COUR D’APPEL DE PARIS

Pôle 6 – Chambre 9

ARRET DU 25 OCTOBRE 2023

(n° , 9 pages)

Numéro d’inscription au répertoire général : N° RG 20/00606 – N° Portalis 35L7-V-B7E-CBJH6

Décision déférée à la Cour : Jugement du 17 Octobre 2019 -Conseil de Prud’hommes – Formation paritaire de BOBIGNY – RG n° 18/00834

APPELANTE

UNEDIC DELEGATION AGS CGEA IDF EST

[Adresse 2]

[Localité 4]

Représentée par Me Vanina FELICI, avocat au barreau de PARIS, toque : C1985

INTIMES

Monsieur [I] [O] [M]

[Adresse 1]

[Localité 6]

Représenté par Me Renaud CAVOIZY, avocat au barreau de PARIS, toque : D0263

Maître [J] [P] ès qualités de mandataire liquidateur de la SARL APS2

[Adresse 3]

[Localité 5]

N’ayant pas constitué avocat

COMPOSITION DE LA COUR :

En application des dispositions des articles 805 et 907 du code de procédure civile, l’affaire a été débattue le 05 Septembre 2023, en audience publique, les avocats ne s’y étant pas opposés, devant Monsieur Stéphane MEYER, Président, chargé du rapport.

Ce magistrat a rendu compte des plaidoiries dans le délibéré de la Cour, entendu en son rapport, composée de :

Monsieur Stéphane MEYER, président

Monsieur Fabrice MORILLO, conseiller

Madame Nelly CHETIENNOT, conseillère

Greffier, lors des débats : Monsieur Jadot TAMBUE et Madame Joanna FABBY

ARRET :

– REPUTE CONTRADICTOIRE

– par mise à disposition de l’arrêt au greffe de la Cour, les parties en ayant été préalablement avisées dans les conditions prévues au deuxième alinéa de l’article 450 du code de procédure civile.

– signé par Stéphane MEYER, Président, et par Jadot TAMBUE, Greffier auquel la minute a été remise par le magistrat signataire.

RAPPEL DES FAITS, PROCEDURE ET PRETENTIONS DES PARTIES

Monsieur [I] [O] [M] a été engagé par la société Aps2, par contrat indéterminé de chantier à compter du 1er juillet 2016, en qualité de poseur.

La relation de travail est régie par la convention collective du Bâtiment de la région parisienne.

*Actions demandées*.
1. Selon l'extrait de l'arrêt, en quelle qualité la société Aps2 a-t-elle engagé Monsieur [I] [O] [M] ?
2. Poursuivez l'extrait de l'arrêt de la cour d'appel à partir de sa dernière phrase, en gardant le style d'une décision de justice.

*Données fournies*.
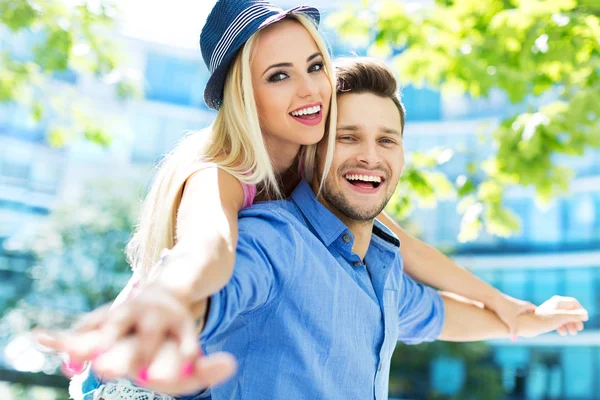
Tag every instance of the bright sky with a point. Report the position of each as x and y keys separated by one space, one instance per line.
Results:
x=173 y=22
x=176 y=22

*Réponses dans l'ordre*.
1. En qualité de poseur.

2.
Par jugement du 15 mai 2017, le tribunal de commerce de Bobigny a prononcé la liquidation judiciaire de la société Aps2 et a désigné Maître [P] en qualité de liquidateur judiciaire.

Par lettre du 17 mai 2017, Monsieur [O] [M] était convoqué par Maître [P] pour le 24 mai 2017 à un entretien préalable à son licenciement, lequel lui a été notifié le 29 mai suivant.

Arguant de la cessation du paiement de son salaire à compter de novembre 2016, Monsieur [O] [M] a saisi le conseil de prud’hommes de Bobigny le 21 mars 2018 et formé des demandes afférentes aux indemnités de rupture, ainsi qu’à l’exécution de son contrat de travail.

Par jugement du 17 octobre 2019, le conseil de prud’hommes de Bobigny a fixé les créances suivantes de Monsieur [O] [M] au passif de la liquidation judiciaire de la société Aps2 et a débouté ce dernier de ses autres demandes :

– indemnité compensatrice de préavis : 1 613,44 € ;

– indemnité compensatrice de congés payés : 1 827,63 € ;

– rappel de salaire de novembre 2016 à mai 2017 en deniers ou quittances 8 914,86 € ;

– dommages et intérêts pour absence de paiement du salaire : 2 000 € ;

– les dépens ;

– le conseil a également déclaré le jugement opposable à l’AGGS CGEA IDF EST.

L’Ags a régulièrement interjeté appel de ce jugement par déclaration du 17 janvier 2020, en visant expressément les dispositions critiquées.

Aux termes de ses dernières conclusions transmises par voie électronique le 10 avril 2020, l’Ags demande l’infirmation du jugement en ce qui concerne les fixations prononcées, le rejet des demandes de Monsieur [O] [M] et à titre subsidiaire, euros, que la demande de dommages-intérêts pour absence de paiement du salaire soit déclarée irrecevable, A titre plus subsidiaire, l’Ags demande le rejet de la demande de dommages-intérêts, que cette demande lui soit déclarée inopposable, la limitation des montants de l’indemnité compensatrice de préavis à hauteur de 1 466,65 euros, de l’indemnité de congés payés à hauteur de 1 258,75 euros et qu’il soit en tout état de cause fait application des limites légales de sa garantie.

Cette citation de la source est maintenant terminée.